-- Start of Exercise data --
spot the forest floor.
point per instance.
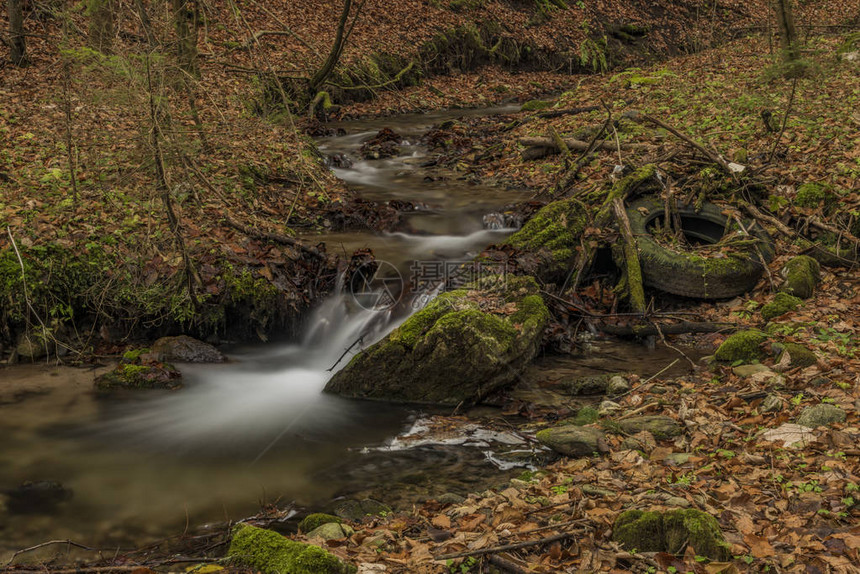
(785, 504)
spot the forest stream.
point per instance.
(258, 430)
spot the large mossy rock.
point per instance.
(671, 532)
(573, 440)
(271, 553)
(463, 346)
(550, 240)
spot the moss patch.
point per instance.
(671, 532)
(315, 520)
(742, 346)
(782, 303)
(271, 553)
(802, 274)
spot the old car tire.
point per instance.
(691, 274)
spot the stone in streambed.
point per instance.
(662, 427)
(463, 346)
(572, 440)
(185, 349)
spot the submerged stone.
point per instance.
(271, 553)
(672, 532)
(662, 427)
(185, 349)
(463, 346)
(742, 346)
(573, 440)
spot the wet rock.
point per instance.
(386, 143)
(643, 441)
(671, 532)
(742, 346)
(802, 274)
(317, 519)
(462, 346)
(782, 303)
(37, 497)
(356, 510)
(572, 440)
(271, 553)
(618, 385)
(821, 415)
(450, 498)
(185, 349)
(608, 408)
(331, 531)
(771, 404)
(662, 427)
(588, 385)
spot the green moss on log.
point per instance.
(742, 346)
(271, 553)
(782, 303)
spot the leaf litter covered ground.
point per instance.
(789, 502)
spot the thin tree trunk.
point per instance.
(101, 29)
(334, 55)
(787, 31)
(17, 40)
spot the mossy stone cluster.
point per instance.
(453, 351)
(550, 239)
(802, 274)
(672, 532)
(271, 553)
(742, 346)
(782, 303)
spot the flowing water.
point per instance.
(258, 430)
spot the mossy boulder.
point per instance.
(662, 427)
(639, 530)
(317, 519)
(672, 532)
(802, 274)
(813, 195)
(573, 440)
(463, 346)
(782, 303)
(821, 415)
(799, 355)
(550, 240)
(271, 553)
(742, 346)
(535, 106)
(139, 370)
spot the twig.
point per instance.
(784, 120)
(506, 547)
(48, 543)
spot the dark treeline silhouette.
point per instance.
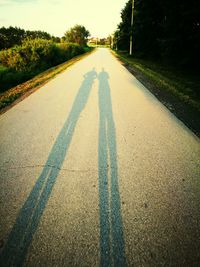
(164, 30)
(14, 36)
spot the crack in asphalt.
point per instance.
(46, 165)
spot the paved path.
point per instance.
(95, 171)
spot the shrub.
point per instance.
(33, 56)
(38, 54)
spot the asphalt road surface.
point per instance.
(95, 171)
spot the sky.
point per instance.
(100, 17)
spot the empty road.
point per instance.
(95, 171)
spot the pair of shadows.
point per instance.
(111, 229)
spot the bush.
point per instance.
(38, 54)
(33, 56)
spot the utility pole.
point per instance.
(131, 37)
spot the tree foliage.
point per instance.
(15, 36)
(38, 54)
(78, 34)
(162, 30)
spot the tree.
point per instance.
(78, 34)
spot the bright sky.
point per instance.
(100, 17)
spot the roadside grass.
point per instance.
(22, 90)
(182, 85)
(2, 68)
(177, 89)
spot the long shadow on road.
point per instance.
(111, 228)
(27, 221)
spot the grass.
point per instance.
(2, 68)
(8, 97)
(177, 89)
(182, 85)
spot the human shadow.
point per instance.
(111, 228)
(28, 218)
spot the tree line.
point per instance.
(164, 30)
(27, 53)
(15, 36)
(12, 36)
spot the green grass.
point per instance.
(2, 68)
(181, 84)
(9, 96)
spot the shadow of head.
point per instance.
(103, 75)
(90, 75)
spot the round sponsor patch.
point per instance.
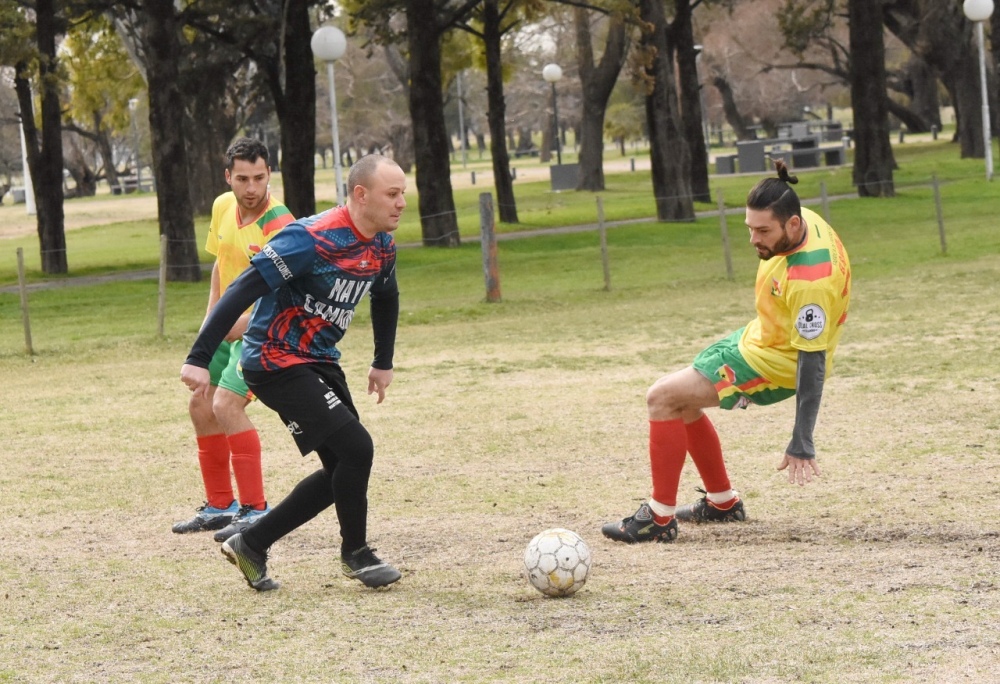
(811, 321)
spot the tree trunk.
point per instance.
(45, 155)
(597, 83)
(438, 221)
(210, 126)
(923, 90)
(161, 35)
(681, 36)
(939, 33)
(295, 105)
(668, 150)
(873, 160)
(496, 113)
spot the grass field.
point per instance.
(510, 418)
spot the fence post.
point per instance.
(725, 237)
(488, 242)
(825, 201)
(161, 313)
(602, 230)
(940, 214)
(23, 287)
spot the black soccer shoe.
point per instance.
(252, 564)
(704, 510)
(364, 566)
(640, 527)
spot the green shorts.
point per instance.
(737, 383)
(225, 370)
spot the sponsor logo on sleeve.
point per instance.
(811, 321)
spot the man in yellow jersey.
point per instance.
(802, 294)
(243, 221)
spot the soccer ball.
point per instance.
(557, 562)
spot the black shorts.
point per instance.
(311, 399)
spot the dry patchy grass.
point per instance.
(500, 426)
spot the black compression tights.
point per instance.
(347, 463)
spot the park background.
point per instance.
(510, 417)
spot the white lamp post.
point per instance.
(979, 11)
(461, 119)
(552, 73)
(133, 104)
(701, 101)
(329, 45)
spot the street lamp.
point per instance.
(552, 73)
(461, 119)
(133, 104)
(979, 11)
(701, 101)
(329, 45)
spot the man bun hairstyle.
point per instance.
(247, 149)
(776, 194)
-- End of Exercise data --
*Required task*
All lines from the one containing "spot the utility pole." through the end of the data are to be written out exactly, with nothing added; skip the pictures.

*The answer*
spot the utility pole.
point per instance.
(131, 37)
spot the tree foliage.
point per instance.
(15, 36)
(38, 54)
(78, 34)
(162, 30)
spot the tree.
point per instance.
(78, 34)
spot the bright sky.
point per instance.
(100, 17)
spot the roadside grass.
point per instance.
(22, 90)
(182, 85)
(2, 68)
(177, 89)
spot the long shadow on road.
point per instance.
(111, 228)
(27, 221)
spot the grass.
point per instance.
(2, 68)
(8, 97)
(177, 89)
(182, 85)
spot the human shadow.
point per instance.
(111, 228)
(28, 218)
spot the tree line.
point per instance.
(164, 30)
(27, 53)
(15, 36)
(12, 36)
spot the green grass.
point per instance.
(2, 68)
(181, 84)
(9, 96)
spot the shadow of head.
point per instance.
(103, 75)
(90, 75)
spot the round sponsor patch.
point per instance.
(811, 321)
spot the tree trunk.
point per instance.
(45, 155)
(597, 83)
(438, 221)
(210, 126)
(923, 90)
(161, 35)
(681, 36)
(939, 33)
(295, 105)
(668, 150)
(873, 160)
(496, 113)
spot the grass field.
point per instance.
(510, 418)
spot the fence post.
point per instance.
(725, 237)
(488, 242)
(825, 201)
(161, 313)
(602, 230)
(940, 214)
(23, 287)
spot the black soccer shoe.
point per instance.
(252, 564)
(704, 510)
(364, 566)
(640, 527)
spot the green shorts.
point per instance.
(737, 383)
(225, 370)
spot the sponsor logo on sleeve.
point per instance.
(811, 321)
spot the man in yellow jersey.
point per instance.
(802, 294)
(243, 221)
spot the soccer ball.
point per instance.
(557, 562)
spot the black shorts.
point per instance.
(311, 399)
spot the dry patchy grass.
point per instance.
(500, 426)
spot the black compression tights.
point per instance.
(347, 463)
spot the park background.
point per instance.
(510, 417)
spot the white lamp post.
point per instance.
(979, 11)
(461, 119)
(552, 73)
(133, 104)
(701, 101)
(329, 45)
spot the street lamp.
point per instance.
(552, 73)
(461, 119)
(133, 104)
(979, 11)
(701, 101)
(329, 45)
spot the man bun hairstyle.
point per instance.
(247, 149)
(776, 194)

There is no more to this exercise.